» **Problem to solve**:
For each line in the records, produce an exact copy.

_ _ _

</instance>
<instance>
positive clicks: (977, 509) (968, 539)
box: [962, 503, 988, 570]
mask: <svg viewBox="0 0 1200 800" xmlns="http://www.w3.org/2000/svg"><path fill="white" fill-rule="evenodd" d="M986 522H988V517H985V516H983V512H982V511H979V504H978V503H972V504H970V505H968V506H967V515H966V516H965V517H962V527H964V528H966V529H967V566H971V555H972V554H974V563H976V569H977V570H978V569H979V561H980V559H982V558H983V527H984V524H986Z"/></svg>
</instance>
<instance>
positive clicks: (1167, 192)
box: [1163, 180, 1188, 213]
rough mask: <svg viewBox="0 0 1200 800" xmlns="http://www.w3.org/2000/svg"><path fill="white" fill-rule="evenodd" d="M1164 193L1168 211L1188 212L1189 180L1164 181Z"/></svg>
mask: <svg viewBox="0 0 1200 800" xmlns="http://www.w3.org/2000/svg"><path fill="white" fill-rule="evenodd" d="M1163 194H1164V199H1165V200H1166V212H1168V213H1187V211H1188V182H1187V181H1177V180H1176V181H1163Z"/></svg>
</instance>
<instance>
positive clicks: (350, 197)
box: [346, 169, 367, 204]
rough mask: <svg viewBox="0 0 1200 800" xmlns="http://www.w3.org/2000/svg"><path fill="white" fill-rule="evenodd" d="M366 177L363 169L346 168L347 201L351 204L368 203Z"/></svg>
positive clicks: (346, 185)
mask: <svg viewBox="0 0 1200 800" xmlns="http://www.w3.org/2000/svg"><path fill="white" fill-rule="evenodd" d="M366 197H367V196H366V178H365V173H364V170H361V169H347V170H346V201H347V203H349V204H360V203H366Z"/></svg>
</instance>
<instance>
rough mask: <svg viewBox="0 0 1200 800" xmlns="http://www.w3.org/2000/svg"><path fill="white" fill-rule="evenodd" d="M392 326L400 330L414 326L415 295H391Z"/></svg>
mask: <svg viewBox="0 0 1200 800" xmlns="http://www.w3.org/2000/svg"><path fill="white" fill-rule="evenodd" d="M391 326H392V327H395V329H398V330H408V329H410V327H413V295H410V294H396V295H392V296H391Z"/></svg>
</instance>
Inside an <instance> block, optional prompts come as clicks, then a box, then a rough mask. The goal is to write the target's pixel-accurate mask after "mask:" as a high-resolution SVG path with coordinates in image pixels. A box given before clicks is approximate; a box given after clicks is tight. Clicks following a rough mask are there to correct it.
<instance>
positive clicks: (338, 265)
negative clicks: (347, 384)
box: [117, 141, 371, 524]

_ _ _

» **Answer for the task**:
</instance>
<instance>
positive clicks: (977, 509) (968, 539)
box: [962, 503, 988, 570]
mask: <svg viewBox="0 0 1200 800" xmlns="http://www.w3.org/2000/svg"><path fill="white" fill-rule="evenodd" d="M986 522H988V517H985V516H983V512H982V511H979V504H978V503H972V504H970V505H968V506H967V515H966V516H965V517H962V527H964V528H966V529H967V566H971V555H972V554H974V563H976V569H977V570H978V569H979V561H980V559H982V558H983V527H984V524H986Z"/></svg>
</instance>
<instance>
positive clicks: (1167, 192)
box: [1163, 180, 1188, 213]
rough mask: <svg viewBox="0 0 1200 800" xmlns="http://www.w3.org/2000/svg"><path fill="white" fill-rule="evenodd" d="M1164 193L1168 211L1188 212L1189 180L1164 181Z"/></svg>
mask: <svg viewBox="0 0 1200 800" xmlns="http://www.w3.org/2000/svg"><path fill="white" fill-rule="evenodd" d="M1163 194H1164V199H1165V200H1166V212H1168V213H1187V211H1188V182H1187V181H1177V180H1176V181H1163Z"/></svg>
</instance>
<instance>
positive clicks: (350, 197)
box: [346, 169, 367, 204]
rough mask: <svg viewBox="0 0 1200 800" xmlns="http://www.w3.org/2000/svg"><path fill="white" fill-rule="evenodd" d="M366 177L363 169L346 168L347 201L351 204L368 203Z"/></svg>
positive clicks: (346, 185)
mask: <svg viewBox="0 0 1200 800" xmlns="http://www.w3.org/2000/svg"><path fill="white" fill-rule="evenodd" d="M366 197H367V196H366V178H365V173H364V170H361V169H347V170H346V201H347V203H349V204H360V203H366Z"/></svg>
</instance>
<instance>
rough mask: <svg viewBox="0 0 1200 800" xmlns="http://www.w3.org/2000/svg"><path fill="white" fill-rule="evenodd" d="M392 326L400 330L414 326L415 295H391Z"/></svg>
mask: <svg viewBox="0 0 1200 800" xmlns="http://www.w3.org/2000/svg"><path fill="white" fill-rule="evenodd" d="M391 326H392V327H395V329H398V330H408V329H410V327H413V295H410V294H396V295H392V296H391Z"/></svg>
</instance>
Inside an <instance> block, optional prompts come as clicks, then a box, then a rough mask. The goal is to write the target's pixel-accurate mask after "mask:" as a high-resolution SVG path with coordinates in image pixels. A box given before clicks is approximate; a box given after clicks is tight. Clicks following a rough mask are there to correct it.
<instance>
positive clicks: (338, 265)
negative clicks: (347, 384)
box: [117, 141, 371, 524]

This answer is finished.